■ RECORDS SHOWN
....
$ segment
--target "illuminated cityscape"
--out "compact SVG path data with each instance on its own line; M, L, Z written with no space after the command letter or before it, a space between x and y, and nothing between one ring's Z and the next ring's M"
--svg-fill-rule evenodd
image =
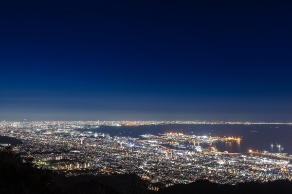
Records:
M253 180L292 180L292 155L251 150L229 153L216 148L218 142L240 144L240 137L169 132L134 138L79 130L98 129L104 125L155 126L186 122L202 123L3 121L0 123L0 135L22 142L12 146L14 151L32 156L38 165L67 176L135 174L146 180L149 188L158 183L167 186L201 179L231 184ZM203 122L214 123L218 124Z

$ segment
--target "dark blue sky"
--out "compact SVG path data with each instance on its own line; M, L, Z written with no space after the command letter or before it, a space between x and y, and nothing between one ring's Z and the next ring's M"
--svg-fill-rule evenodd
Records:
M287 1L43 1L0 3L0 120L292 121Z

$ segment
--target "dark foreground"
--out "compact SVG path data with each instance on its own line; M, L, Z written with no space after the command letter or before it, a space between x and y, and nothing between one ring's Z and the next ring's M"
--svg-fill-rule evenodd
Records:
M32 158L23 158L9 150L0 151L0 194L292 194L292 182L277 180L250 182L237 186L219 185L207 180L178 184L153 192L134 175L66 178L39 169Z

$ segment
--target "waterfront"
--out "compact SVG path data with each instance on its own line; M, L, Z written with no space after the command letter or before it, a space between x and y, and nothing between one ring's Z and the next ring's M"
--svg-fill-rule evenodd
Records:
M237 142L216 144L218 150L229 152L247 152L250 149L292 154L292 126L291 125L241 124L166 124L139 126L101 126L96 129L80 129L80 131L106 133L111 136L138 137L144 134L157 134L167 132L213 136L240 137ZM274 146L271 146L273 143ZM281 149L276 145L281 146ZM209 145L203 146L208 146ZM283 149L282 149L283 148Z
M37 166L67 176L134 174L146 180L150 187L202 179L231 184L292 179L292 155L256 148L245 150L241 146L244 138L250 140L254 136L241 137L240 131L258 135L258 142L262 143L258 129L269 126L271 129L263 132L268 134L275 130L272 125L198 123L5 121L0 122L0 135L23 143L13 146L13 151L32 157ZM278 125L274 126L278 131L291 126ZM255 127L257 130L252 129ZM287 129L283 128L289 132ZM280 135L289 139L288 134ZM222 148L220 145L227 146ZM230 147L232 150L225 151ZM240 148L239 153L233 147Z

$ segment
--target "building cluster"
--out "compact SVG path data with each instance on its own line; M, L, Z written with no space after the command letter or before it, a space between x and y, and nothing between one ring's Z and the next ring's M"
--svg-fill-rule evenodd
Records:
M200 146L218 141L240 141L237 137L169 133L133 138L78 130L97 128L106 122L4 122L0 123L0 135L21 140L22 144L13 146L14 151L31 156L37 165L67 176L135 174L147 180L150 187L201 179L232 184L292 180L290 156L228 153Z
....
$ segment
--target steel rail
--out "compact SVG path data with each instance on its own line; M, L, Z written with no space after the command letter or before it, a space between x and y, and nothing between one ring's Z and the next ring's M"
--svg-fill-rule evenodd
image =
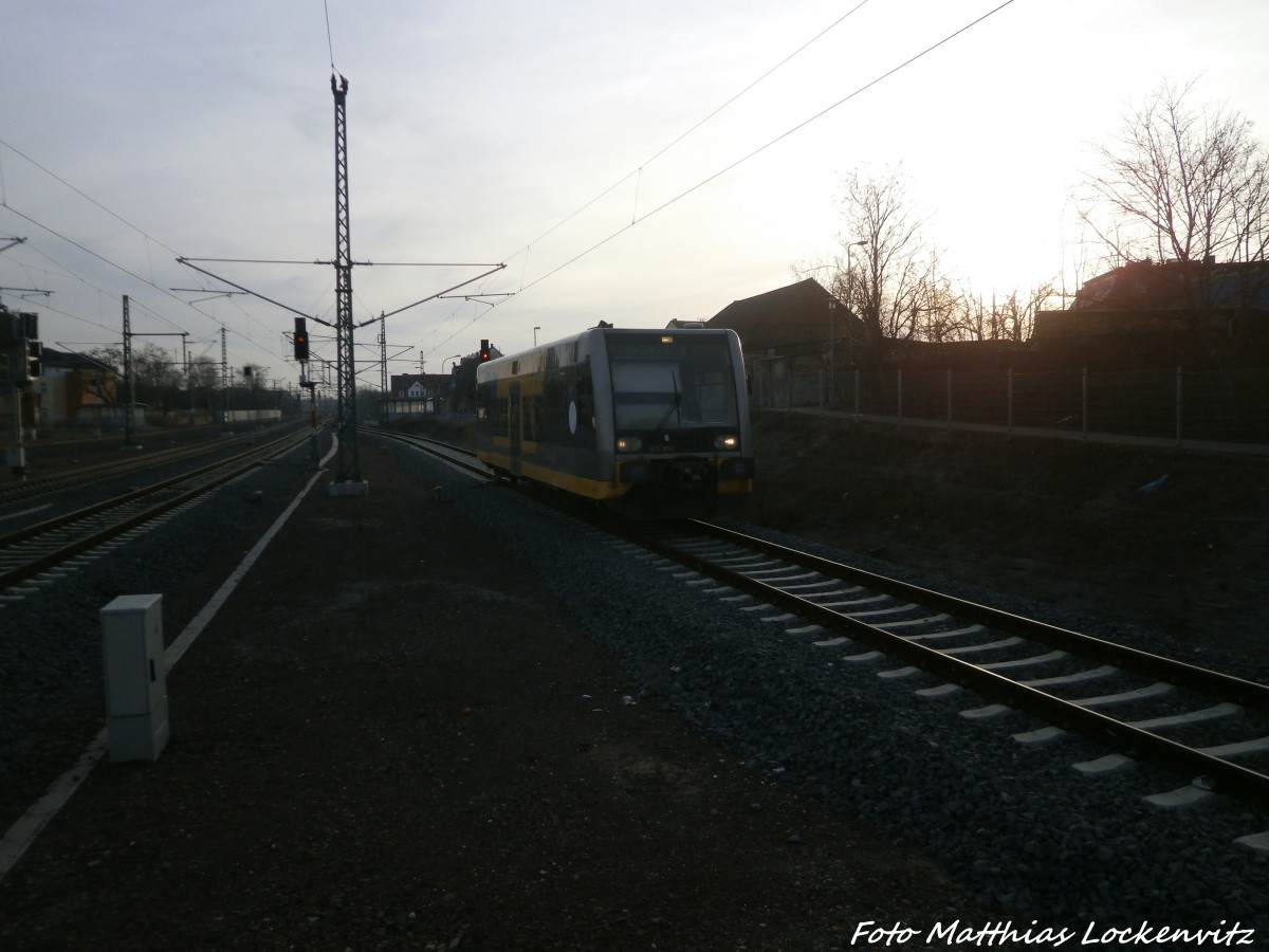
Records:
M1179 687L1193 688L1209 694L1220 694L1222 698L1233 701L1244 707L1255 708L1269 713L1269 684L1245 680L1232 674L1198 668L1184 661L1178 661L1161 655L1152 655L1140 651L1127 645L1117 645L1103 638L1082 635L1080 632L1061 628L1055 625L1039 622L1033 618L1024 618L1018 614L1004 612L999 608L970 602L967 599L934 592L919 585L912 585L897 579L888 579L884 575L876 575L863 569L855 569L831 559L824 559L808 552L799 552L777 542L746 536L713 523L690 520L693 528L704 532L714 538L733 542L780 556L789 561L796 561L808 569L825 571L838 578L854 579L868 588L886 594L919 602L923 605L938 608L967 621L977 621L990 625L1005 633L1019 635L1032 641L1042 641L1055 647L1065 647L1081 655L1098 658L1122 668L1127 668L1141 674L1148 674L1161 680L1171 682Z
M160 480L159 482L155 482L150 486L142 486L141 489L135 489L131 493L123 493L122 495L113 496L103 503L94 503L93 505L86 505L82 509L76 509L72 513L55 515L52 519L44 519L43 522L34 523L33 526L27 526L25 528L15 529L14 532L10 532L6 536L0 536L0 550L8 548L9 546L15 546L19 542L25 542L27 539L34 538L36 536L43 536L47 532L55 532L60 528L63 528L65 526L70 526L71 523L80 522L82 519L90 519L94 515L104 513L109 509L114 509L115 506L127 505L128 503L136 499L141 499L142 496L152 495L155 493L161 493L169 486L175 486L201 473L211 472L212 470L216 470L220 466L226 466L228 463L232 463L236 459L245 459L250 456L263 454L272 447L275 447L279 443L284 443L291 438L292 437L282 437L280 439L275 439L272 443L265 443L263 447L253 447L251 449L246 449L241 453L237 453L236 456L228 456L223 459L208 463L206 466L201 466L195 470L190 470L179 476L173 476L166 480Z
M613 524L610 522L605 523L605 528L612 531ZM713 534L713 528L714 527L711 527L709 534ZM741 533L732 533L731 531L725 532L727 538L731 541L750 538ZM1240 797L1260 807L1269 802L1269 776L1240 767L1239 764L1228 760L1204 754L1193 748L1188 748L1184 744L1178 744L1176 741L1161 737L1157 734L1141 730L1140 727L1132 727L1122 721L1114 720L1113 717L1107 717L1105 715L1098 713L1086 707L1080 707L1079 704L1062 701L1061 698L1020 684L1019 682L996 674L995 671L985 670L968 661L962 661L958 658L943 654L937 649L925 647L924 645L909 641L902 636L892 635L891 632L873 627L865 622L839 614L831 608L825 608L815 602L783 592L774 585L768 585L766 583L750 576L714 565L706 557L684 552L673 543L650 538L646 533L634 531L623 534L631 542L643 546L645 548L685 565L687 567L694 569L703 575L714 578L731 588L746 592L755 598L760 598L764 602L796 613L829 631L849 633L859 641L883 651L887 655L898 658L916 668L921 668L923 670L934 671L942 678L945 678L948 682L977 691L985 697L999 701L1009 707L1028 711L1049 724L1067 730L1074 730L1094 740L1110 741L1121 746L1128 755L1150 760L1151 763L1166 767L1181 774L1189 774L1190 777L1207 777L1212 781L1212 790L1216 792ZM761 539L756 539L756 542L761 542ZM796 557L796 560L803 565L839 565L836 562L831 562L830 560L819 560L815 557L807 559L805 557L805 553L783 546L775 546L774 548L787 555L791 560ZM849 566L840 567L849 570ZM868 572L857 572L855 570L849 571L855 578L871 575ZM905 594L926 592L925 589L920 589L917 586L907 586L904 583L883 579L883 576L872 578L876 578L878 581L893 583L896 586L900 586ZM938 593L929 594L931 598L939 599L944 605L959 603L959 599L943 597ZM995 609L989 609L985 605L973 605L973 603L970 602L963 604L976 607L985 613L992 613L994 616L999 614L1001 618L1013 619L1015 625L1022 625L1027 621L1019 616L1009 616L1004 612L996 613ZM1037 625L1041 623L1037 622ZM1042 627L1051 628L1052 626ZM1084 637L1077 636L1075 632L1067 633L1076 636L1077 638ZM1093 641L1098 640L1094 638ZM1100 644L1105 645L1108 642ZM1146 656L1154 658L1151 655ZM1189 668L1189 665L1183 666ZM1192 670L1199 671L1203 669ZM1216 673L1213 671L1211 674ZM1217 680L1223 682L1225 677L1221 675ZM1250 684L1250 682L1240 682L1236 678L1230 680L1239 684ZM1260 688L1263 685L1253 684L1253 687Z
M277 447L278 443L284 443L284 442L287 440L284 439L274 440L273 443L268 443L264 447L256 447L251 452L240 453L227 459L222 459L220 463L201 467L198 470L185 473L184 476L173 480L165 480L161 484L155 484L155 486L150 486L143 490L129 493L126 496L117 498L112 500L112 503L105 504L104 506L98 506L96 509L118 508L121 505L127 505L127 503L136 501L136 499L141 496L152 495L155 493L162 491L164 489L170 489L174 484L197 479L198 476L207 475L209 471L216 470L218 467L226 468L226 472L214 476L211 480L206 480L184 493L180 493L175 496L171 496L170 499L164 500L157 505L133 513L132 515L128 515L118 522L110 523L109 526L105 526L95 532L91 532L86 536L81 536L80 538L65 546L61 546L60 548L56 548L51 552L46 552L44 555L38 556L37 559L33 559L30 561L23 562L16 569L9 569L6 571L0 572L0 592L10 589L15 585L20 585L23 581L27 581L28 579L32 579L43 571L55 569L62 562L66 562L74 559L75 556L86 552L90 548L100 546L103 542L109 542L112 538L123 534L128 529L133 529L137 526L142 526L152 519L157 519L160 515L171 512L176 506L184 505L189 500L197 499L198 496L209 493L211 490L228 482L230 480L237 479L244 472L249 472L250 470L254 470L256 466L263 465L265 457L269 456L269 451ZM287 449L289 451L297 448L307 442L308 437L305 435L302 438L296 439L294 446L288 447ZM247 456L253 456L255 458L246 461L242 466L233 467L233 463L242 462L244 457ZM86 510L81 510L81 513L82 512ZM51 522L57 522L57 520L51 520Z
....
■ REQUEST
Count the lines in the rows above that contain the string "dark", treating case as significant. Give only the number.

■ FINAL RESULT
2